[Dataset rows on where objects appear]
----------------

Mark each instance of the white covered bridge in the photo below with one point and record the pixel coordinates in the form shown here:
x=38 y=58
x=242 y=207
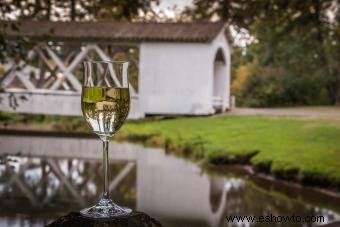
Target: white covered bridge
x=176 y=68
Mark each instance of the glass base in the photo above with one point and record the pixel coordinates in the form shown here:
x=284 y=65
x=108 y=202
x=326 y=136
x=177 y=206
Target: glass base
x=105 y=209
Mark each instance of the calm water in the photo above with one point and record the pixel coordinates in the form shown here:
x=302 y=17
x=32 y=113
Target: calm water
x=42 y=178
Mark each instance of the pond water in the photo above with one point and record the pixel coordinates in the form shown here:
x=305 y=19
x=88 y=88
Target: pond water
x=44 y=177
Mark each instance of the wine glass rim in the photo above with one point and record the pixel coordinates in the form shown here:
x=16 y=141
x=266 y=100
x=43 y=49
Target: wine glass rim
x=105 y=61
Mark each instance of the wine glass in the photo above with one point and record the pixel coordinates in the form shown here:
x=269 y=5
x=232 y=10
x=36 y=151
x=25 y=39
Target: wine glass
x=105 y=103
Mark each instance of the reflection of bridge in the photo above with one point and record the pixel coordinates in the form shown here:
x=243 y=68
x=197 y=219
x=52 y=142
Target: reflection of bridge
x=166 y=187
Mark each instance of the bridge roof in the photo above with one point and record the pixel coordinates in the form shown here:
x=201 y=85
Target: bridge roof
x=116 y=31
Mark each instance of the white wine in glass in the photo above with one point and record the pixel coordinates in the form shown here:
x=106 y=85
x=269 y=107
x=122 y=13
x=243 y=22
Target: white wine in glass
x=105 y=103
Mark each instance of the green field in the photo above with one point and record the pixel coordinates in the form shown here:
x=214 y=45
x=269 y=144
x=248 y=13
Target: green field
x=307 y=150
x=303 y=149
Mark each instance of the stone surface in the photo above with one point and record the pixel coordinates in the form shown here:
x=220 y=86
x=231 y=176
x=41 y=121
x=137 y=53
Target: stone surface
x=136 y=219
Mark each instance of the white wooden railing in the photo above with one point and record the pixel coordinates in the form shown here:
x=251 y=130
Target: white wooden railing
x=52 y=74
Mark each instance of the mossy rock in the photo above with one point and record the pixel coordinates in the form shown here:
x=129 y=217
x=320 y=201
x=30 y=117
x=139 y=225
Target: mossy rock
x=136 y=219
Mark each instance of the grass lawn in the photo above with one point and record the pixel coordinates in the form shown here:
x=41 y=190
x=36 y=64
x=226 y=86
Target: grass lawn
x=304 y=149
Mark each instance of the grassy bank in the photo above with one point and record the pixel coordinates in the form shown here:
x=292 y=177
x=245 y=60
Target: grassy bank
x=295 y=148
x=302 y=149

----------------

The task
Using the records above, retype everything exactly except the pictures.

Solution to this task
Mark each instance of the white covered bridge in the photo below with one point and record the pixel coordinates in the form shown here:
x=38 y=58
x=242 y=207
Target: white covered bridge
x=176 y=68
Mark each instance of the glass base in the photo above with one point and record the pixel coordinates in the form shown here:
x=284 y=65
x=108 y=202
x=326 y=136
x=177 y=206
Target: glass base
x=105 y=209
Mark each instance of the calm water in the photo above with one point and record the pixel coordinates in the form shown here:
x=302 y=17
x=32 y=113
Target: calm water
x=42 y=178
Mark each instance of the pond water in the photo above with one point and record the pixel coordinates in the form shown here:
x=305 y=19
x=88 y=88
Target: pond water
x=44 y=177
Mark each instance of the wine glass rim in the photo above with one point and record the pixel coordinates in the form shown here:
x=16 y=141
x=266 y=100
x=43 y=49
Target: wine glass rim
x=105 y=61
Mark each instance of the wine glass in the photo above with one point and record the pixel coordinates in the form shown here:
x=269 y=5
x=232 y=10
x=36 y=151
x=25 y=39
Target: wine glass
x=105 y=103
Mark each instance of the reflection of bridge in the photo above with one point and record the pixel coordinates in the form shown here:
x=243 y=68
x=197 y=219
x=52 y=142
Target: reflection of bridge
x=166 y=187
Mark each instance of the bridge roof in the photo above with one point and record the pixel coordinates in the form shown here:
x=201 y=85
Target: bridge roof
x=116 y=31
Mark each instance of the white wine in glass in the photo above with one point and record the pixel coordinates in the form shown here:
x=106 y=85
x=269 y=107
x=122 y=13
x=243 y=22
Target: white wine in glass
x=105 y=103
Mark each instance of the green field in the photo above with one point and record the pixel coordinates in the form shown here:
x=214 y=45
x=269 y=144
x=248 y=13
Target: green field
x=307 y=150
x=303 y=149
Mark each instance of the stone surface in the photo above with one point and record the pixel coordinates in the form shown here:
x=220 y=86
x=231 y=176
x=41 y=121
x=137 y=53
Target: stone surface
x=136 y=219
Mark each instance of the white wooden railing in the photo above with one point and record the pixel coordinates in the form shown here:
x=251 y=130
Target: white wooden railing
x=52 y=74
Mark each instance of the mossy rock in the photo above with one point and record the pixel coordinates in the form shown here:
x=129 y=217
x=320 y=201
x=30 y=117
x=139 y=225
Target: mossy rock
x=136 y=219
Mark each instance of the grass lawn in the photo above with one point and record the pixel coordinates in the form shown here:
x=41 y=190
x=36 y=64
x=226 y=86
Target: grass lawn
x=304 y=149
Mark each instance of the grassy bank in the photo above with one point and record the pixel coordinates in the form shown here:
x=292 y=177
x=245 y=60
Target: grassy bank
x=295 y=148
x=302 y=149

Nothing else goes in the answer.